• [Excerpt provided]:
**********
# CANIDAE HAS CHANGED, WHAT ABOUT TOTW OR WELLNESS?



## frenchie27 (Jan 12, 2008)

After reading all the rant about Canidae's new formula issues.....I am frustrated. 

I have been feeding Charlie, now 10 months old, 2/3 Canidae and 1/3 Orijen. It seems I have to switch from Canidae now and am looking into TOTW or Wellness Core.....

Do any of you have any thoughts about the best of these two? I plan to keep feeling him 1/3 Orijen because he loves it plus it's great food. But I need another kibble to mix with.

My plan b is raw. I have no clues as to where to start but, if it will improve his already gorgeous coat and energy, Im in!!! 

Please help with thoughts!!


----------



## BlackGSD (Jan 4, 2005)

Why do you HAVE to switch from Canidae? You said you have been READING about "issues", not that you have had them yourself.


----------



## Sarah'sSita (Oct 27, 2001)

I agree with Tracy, if you aren't having troubles, why switch? The adage, "If it ain't broke, don't fix it." My neighbor with her Belgian Shepherd has had NO PROBLEMS.
**********
• [Problem description]: In the forum thread about switching from Canidae, in what proportions has frenchie27 been feeding Charlie Canidae and Orijen?

Stored data
**********
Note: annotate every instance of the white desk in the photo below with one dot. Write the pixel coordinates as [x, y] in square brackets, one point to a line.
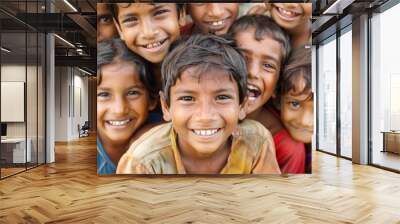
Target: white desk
[18, 149]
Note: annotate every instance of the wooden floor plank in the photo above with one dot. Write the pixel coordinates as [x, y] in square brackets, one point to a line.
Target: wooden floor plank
[69, 191]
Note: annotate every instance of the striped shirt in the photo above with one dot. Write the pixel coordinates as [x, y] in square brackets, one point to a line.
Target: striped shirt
[156, 152]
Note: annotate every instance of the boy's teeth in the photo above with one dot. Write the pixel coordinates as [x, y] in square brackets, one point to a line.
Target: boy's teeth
[216, 23]
[118, 123]
[153, 45]
[288, 13]
[207, 132]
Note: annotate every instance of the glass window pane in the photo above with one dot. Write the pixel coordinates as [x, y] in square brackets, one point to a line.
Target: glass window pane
[327, 96]
[385, 84]
[346, 94]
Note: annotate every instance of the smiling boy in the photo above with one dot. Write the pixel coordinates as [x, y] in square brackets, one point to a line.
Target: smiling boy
[266, 46]
[105, 25]
[213, 18]
[297, 104]
[148, 29]
[204, 98]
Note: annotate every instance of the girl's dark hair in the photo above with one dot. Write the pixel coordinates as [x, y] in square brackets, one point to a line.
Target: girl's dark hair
[205, 52]
[297, 70]
[264, 27]
[114, 51]
[180, 9]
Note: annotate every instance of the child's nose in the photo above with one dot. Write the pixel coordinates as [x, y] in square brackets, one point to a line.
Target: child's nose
[215, 10]
[119, 106]
[307, 119]
[149, 29]
[206, 111]
[253, 70]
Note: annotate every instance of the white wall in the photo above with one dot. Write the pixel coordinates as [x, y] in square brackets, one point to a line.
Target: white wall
[70, 83]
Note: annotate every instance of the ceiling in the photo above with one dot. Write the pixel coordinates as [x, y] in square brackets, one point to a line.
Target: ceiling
[331, 15]
[34, 17]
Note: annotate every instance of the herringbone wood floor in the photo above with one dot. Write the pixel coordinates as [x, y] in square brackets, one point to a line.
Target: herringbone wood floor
[70, 192]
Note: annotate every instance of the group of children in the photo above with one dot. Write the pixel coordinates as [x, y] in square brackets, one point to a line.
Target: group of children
[222, 93]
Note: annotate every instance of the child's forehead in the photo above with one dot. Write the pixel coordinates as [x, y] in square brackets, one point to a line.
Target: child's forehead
[141, 6]
[209, 75]
[118, 65]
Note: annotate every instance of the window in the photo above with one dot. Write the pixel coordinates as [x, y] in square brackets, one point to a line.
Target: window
[385, 85]
[327, 96]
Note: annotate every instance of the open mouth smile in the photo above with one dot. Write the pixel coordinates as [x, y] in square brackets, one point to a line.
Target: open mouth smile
[206, 132]
[154, 46]
[217, 25]
[118, 123]
[253, 92]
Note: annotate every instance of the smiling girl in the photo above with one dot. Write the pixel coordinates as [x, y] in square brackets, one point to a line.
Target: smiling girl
[124, 98]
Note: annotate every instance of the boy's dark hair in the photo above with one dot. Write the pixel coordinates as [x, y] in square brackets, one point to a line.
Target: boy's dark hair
[114, 51]
[297, 70]
[264, 26]
[204, 51]
[180, 9]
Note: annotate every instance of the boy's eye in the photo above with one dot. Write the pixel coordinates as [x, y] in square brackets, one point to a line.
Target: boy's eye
[268, 66]
[294, 104]
[186, 98]
[161, 12]
[133, 93]
[130, 21]
[223, 97]
[103, 94]
[105, 19]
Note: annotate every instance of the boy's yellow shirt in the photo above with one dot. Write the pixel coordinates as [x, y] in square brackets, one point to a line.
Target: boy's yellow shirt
**********
• [Exercise answer]: Two-thirds Canidae and one-third Orijen.